Dataset items:
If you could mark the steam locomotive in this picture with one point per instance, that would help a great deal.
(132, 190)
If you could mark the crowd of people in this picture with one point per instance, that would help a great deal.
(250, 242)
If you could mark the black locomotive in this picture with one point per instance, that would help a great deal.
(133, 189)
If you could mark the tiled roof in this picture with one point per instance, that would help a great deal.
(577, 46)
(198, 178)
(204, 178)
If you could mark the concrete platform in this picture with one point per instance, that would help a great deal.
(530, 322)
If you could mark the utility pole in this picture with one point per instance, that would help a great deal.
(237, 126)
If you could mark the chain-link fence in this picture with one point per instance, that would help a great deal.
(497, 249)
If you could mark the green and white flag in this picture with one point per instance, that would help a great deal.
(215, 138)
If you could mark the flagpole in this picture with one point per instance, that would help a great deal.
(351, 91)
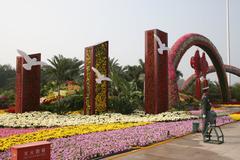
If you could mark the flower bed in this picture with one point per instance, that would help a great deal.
(5, 132)
(48, 119)
(219, 112)
(100, 144)
(235, 116)
(41, 135)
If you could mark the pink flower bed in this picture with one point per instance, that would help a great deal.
(5, 132)
(100, 144)
(199, 112)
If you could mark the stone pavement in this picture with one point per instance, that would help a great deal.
(190, 147)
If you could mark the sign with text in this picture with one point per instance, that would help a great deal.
(31, 151)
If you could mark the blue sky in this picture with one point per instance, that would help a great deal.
(68, 26)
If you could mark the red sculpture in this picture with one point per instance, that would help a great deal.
(196, 65)
(200, 65)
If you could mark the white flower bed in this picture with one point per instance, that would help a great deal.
(48, 119)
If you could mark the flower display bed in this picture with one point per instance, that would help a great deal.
(48, 119)
(99, 144)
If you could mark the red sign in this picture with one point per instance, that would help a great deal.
(31, 151)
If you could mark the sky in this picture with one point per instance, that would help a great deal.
(66, 27)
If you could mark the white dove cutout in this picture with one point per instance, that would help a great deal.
(162, 46)
(100, 77)
(30, 61)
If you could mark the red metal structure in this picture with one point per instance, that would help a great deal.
(156, 73)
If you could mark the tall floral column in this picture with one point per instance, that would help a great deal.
(27, 86)
(156, 73)
(95, 95)
(204, 69)
(196, 65)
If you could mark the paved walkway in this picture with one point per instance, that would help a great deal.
(190, 147)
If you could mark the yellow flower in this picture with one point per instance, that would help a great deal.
(7, 142)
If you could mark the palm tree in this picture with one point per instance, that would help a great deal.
(62, 69)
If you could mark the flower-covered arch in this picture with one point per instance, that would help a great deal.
(228, 68)
(175, 56)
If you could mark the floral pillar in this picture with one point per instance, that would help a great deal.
(156, 73)
(27, 86)
(95, 95)
(196, 65)
(204, 69)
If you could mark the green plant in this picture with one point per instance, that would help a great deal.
(66, 104)
(120, 105)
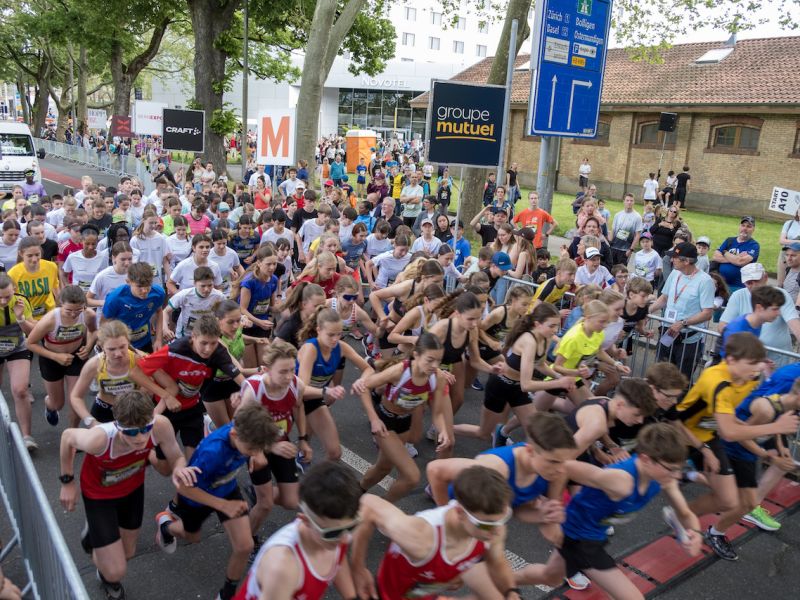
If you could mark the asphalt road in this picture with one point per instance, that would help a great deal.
(769, 566)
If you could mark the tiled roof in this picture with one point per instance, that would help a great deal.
(761, 71)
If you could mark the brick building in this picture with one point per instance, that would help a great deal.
(738, 128)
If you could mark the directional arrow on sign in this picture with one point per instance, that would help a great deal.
(586, 84)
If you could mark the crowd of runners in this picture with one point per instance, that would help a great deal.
(205, 329)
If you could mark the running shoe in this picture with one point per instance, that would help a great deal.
(761, 518)
(721, 546)
(51, 416)
(499, 439)
(579, 581)
(112, 591)
(164, 539)
(87, 547)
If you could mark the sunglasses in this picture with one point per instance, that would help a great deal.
(485, 525)
(134, 431)
(329, 534)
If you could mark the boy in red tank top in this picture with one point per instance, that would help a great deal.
(112, 481)
(442, 549)
(303, 558)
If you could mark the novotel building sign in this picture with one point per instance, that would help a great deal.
(465, 123)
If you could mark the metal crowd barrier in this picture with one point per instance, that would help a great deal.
(111, 163)
(694, 350)
(51, 572)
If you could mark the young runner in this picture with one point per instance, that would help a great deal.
(317, 361)
(112, 482)
(280, 391)
(614, 494)
(443, 548)
(405, 385)
(213, 489)
(138, 304)
(16, 321)
(304, 557)
(67, 335)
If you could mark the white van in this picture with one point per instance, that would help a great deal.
(17, 155)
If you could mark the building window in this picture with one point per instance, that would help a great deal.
(734, 136)
(603, 133)
(649, 136)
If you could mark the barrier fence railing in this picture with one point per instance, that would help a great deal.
(51, 572)
(693, 350)
(118, 165)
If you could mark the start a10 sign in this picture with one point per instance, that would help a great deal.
(567, 61)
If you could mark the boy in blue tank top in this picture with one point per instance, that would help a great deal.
(611, 496)
(535, 470)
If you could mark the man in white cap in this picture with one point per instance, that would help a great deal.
(775, 334)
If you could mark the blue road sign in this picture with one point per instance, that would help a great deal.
(567, 62)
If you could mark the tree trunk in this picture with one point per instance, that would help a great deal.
(210, 18)
(324, 39)
(82, 117)
(471, 196)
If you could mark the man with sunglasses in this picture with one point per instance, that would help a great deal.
(304, 557)
(212, 488)
(438, 550)
(612, 496)
(112, 481)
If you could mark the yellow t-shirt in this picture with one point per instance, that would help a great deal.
(714, 392)
(577, 347)
(37, 287)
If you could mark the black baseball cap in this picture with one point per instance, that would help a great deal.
(683, 250)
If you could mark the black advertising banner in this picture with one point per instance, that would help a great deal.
(184, 129)
(465, 123)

#### Task description
Give back the records exactly, minus any pictures.

#### Result for this task
If you could mark the steam locomotive in this picture with one point per instance, that would help a great deal.
(132, 190)
If you could mark the crowd of people in this picture with one point per instance, that would help a great deal.
(250, 242)
If you could mark the black locomotive in this picture with one point per instance, that would help a great deal.
(133, 189)
If you could mark the tiled roof in this picture with one point per instance, that would help a great deal.
(577, 46)
(198, 178)
(204, 178)
If you could mark the concrete platform in this picture with one point per instance, that would help a great deal.
(530, 322)
If you could mark the utility pole in this picture with one point per instance, that would help a great deal.
(237, 126)
If you could mark the chain-link fence in this picture with one point per instance, that would help a great deal.
(497, 249)
If you could mark the green and white flag in this picture with one point per instance, that would help a great deal.
(215, 138)
If you could mark the flagpole in this picture with one point per instance, that would help a great deal.
(351, 91)
If you could mark the flower bed in this picture with one point per instance, that would help a great deal.
(5, 132)
(48, 119)
(219, 112)
(100, 144)
(235, 116)
(41, 135)
If you could mark the pink flower bed in this picture with one point per instance, that would help a great deal.
(5, 132)
(100, 144)
(199, 112)
If you could mark the stone pavement in this picture with one point per instance, that would help a great deal.
(190, 147)
If you could mark the sign with text in this picture with one point per instance, that would help a great deal.
(31, 151)
If you could mark the blue sky in this picture with one point per instance, that would help a great deal.
(68, 26)
If you could mark the red sculpture in this picture with one point per instance, that would help a great deal.
(196, 65)
(200, 65)
If you could mark the white flower bed in this picture with one point per instance, that would help a great deal.
(48, 119)
If you could mark the flower display bed in this picture with one point per instance, that would help a great deal.
(48, 119)
(99, 144)
If you could mark the red sign in this picture with one point per instance, that would help a great deal.
(31, 151)
If you could mark the sky in this picture with one point per instance, that would help a great deal.
(66, 27)
If you could mark the white dove cutout in this picture with one point per instance, that would help a great deal.
(162, 46)
(100, 77)
(30, 61)
If you could mark the red metal structure in this picture with one point per instance, that would help a great deal.
(156, 73)
If you could mark the tall floral column in this picture with one point per instance, that would help a great deal.
(27, 86)
(156, 73)
(95, 95)
(204, 69)
(196, 65)
If you could mark the paved walkway in this picture with one point per instance, that would help a great deal.
(190, 147)
If you could mark the yellow flower in this picture with one point per instance, that would help a great deal.
(7, 142)
If you could mark the palm tree in this picture with one point per instance, that would help a great deal.
(62, 69)
If you could mark the flower-covered arch in this picture with one point per instance, that would help a great deal.
(228, 68)
(175, 56)
If you could mark the floral pillar in this picture with one point per instance, that would help a great deal.
(156, 73)
(27, 86)
(95, 95)
(196, 65)
(204, 69)
If you could mark the green plant in this picture with one point per instance, that would help a great deal.
(66, 104)
(120, 105)
If you could mark the asphalt road in this picture with one point per instance, that would help a great deal.
(769, 566)
If you could mark the tiled roof in this picture with one point per instance, that would help a great deal.
(761, 71)
If you could mark the brick building in this picture with one point per instance, that would help a great deal.
(738, 128)
If you could mark the directional arrow on sign in this picture with one point per instance, that would help a great deal.
(586, 84)
If you could mark the crowd of runners in this picture with one point per instance, that would help a great deal.
(205, 329)
If you could mark the running shoe in this picture with one point per instance, that would help a great deal.
(761, 518)
(721, 546)
(51, 416)
(499, 439)
(579, 581)
(112, 591)
(164, 539)
(87, 547)
If you could mark the sunglasses in this picture with one point per instance, that would help a great deal.
(485, 525)
(134, 431)
(329, 534)
If you could mark the boy in red tank top in this picture with one point per instance, that would help a great deal.
(112, 481)
(442, 549)
(303, 558)
If you could mark the novotel building sign in this picture with one point per instance, that would help a great deal.
(465, 123)
If you could mark the metal crowd barrier in this picture with one point per instance, that would help a great deal.
(111, 163)
(694, 350)
(51, 572)
If you could mark the young runner in this picture with one point per instance, that would help a great deal.
(317, 361)
(112, 482)
(280, 391)
(614, 494)
(443, 548)
(405, 385)
(213, 489)
(138, 304)
(16, 321)
(304, 557)
(67, 335)
If you could mark the white van in this picture with one point per instance, that would help a great deal.
(17, 155)
If you could mark the building window in this picture with one point per instance, that would help a great deal.
(734, 136)
(603, 133)
(649, 136)
If you could mark the barrier fence railing in this picture with one point per instance, that would help a great deal.
(51, 572)
(693, 350)
(118, 165)
If you could mark the start a10 sign in this picture with one point per instance, that would help a great deal.
(567, 61)
If you could mark the boy in blue tank top in this picture with one point per instance, that would help a great deal.
(611, 496)
(535, 470)
If you could mark the man in white cap in this picture with one point per instance, that would help a great deal.
(775, 334)
If you could mark the blue road sign in this picture with one point per instance, that would help a great deal.
(567, 62)
If you could mark the tree trunk in this picture with one point per instance, that would help a great deal.
(210, 18)
(324, 39)
(82, 117)
(471, 196)
If you could mark the man with sunglasses in this picture with one point per instance, that would help a great deal.
(304, 557)
(212, 488)
(438, 550)
(612, 496)
(112, 481)
If you could mark the yellow t-shirt in this picture with one point per instance, that would help a great deal.
(714, 392)
(577, 347)
(37, 287)
If you could mark the black baseball cap in this picture with one point per instance, that would help a great deal.
(683, 250)
If you could mark the black advertising banner in this picture with one point per instance, that would help a great deal.
(184, 129)
(465, 123)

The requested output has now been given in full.